**What is asked**
Write out only the tail of the records, beginning at the line containing "Target: long brown hair" and including the last line, exactly as written.

**Given data**

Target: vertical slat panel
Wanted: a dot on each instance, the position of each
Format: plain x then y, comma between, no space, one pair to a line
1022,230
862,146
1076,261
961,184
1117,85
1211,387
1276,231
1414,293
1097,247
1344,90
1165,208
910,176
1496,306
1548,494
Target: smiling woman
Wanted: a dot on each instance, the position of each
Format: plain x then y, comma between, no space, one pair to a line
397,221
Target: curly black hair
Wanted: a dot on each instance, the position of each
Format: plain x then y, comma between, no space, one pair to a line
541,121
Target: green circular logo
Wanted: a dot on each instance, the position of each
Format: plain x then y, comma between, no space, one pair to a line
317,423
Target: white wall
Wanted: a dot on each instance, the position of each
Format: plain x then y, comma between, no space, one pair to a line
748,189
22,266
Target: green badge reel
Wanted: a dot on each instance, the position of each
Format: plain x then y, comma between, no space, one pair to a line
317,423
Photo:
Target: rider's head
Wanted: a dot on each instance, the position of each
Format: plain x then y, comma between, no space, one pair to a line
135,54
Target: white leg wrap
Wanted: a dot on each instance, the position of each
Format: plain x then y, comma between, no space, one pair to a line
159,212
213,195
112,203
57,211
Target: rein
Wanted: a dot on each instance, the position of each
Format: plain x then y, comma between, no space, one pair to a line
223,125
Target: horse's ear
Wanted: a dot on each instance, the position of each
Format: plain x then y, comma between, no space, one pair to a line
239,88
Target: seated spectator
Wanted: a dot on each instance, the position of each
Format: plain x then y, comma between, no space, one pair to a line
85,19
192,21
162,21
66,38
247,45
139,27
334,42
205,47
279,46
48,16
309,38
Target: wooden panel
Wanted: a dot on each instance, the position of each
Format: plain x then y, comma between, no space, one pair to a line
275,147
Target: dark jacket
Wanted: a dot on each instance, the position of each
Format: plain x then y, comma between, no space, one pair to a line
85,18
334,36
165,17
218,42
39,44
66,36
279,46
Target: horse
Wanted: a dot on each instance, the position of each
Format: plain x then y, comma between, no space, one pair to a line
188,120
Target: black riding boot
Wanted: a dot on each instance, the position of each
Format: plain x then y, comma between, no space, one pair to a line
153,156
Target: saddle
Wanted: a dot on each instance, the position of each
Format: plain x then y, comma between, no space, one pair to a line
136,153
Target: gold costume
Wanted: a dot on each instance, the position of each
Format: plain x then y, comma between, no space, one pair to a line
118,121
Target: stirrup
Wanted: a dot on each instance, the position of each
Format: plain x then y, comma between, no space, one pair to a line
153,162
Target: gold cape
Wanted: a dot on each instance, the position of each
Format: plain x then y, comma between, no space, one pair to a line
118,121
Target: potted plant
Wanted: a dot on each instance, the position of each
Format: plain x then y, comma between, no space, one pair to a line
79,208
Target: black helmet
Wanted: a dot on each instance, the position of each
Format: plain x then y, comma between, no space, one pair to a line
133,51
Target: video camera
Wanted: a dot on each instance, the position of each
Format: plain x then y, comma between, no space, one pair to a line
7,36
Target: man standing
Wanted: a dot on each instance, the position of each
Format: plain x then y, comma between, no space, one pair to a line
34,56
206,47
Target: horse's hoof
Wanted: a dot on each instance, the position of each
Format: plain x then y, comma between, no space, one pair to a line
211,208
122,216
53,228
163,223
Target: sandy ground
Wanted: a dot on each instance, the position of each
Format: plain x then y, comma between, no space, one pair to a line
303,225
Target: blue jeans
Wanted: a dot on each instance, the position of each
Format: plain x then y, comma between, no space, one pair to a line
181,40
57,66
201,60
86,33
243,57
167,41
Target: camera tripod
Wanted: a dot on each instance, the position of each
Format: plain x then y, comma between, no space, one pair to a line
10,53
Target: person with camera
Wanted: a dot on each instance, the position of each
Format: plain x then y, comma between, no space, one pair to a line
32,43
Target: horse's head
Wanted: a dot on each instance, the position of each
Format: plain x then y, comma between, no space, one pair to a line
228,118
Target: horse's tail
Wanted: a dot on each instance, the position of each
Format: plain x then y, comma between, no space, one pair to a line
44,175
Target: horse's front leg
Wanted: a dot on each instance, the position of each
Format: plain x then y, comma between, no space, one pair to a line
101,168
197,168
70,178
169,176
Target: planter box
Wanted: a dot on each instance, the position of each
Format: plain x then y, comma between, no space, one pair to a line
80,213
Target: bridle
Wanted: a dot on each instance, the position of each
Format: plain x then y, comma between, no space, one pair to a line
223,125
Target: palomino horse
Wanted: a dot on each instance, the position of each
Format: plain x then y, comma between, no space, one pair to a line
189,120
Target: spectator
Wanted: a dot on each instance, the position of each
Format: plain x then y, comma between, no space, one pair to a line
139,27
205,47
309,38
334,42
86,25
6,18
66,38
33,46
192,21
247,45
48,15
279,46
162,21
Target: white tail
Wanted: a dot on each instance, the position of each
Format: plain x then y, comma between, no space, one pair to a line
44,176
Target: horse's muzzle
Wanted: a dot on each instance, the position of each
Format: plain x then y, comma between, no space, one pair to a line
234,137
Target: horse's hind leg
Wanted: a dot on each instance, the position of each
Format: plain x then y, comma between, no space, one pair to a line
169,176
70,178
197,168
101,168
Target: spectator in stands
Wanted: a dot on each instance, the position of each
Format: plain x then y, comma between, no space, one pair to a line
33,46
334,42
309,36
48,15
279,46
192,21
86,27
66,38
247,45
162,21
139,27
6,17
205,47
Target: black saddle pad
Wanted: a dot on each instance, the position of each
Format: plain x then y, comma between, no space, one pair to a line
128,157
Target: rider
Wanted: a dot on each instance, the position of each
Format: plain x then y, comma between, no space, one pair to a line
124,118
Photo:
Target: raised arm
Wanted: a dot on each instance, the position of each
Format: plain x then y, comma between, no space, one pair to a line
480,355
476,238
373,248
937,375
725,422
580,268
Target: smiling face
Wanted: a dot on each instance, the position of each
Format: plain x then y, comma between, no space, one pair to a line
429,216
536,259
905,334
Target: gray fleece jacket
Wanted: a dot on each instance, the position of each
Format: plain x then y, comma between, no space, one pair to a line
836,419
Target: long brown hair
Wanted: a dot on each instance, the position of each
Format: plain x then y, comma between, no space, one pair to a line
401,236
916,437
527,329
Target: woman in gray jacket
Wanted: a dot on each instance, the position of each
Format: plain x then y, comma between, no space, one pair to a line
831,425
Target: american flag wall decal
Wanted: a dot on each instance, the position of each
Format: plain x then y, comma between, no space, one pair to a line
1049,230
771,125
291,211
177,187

**Complete output**
Target: long brown hair
Wanted: a dot on each instance, the position of each
Format: plain x then y, comma between, no space, one pair to a line
401,236
916,437
527,329
Target: woman in gray jacket
Wanted: a dot on each instance, the position of each
Format: plain x then y, comma between, no space, one pair to a line
831,425
Target: american flag wall decal
Wanted: a dot on each instance, the position of each
Format: plain x then y, comma between, no space, one pair to a line
1049,230
771,125
291,211
177,187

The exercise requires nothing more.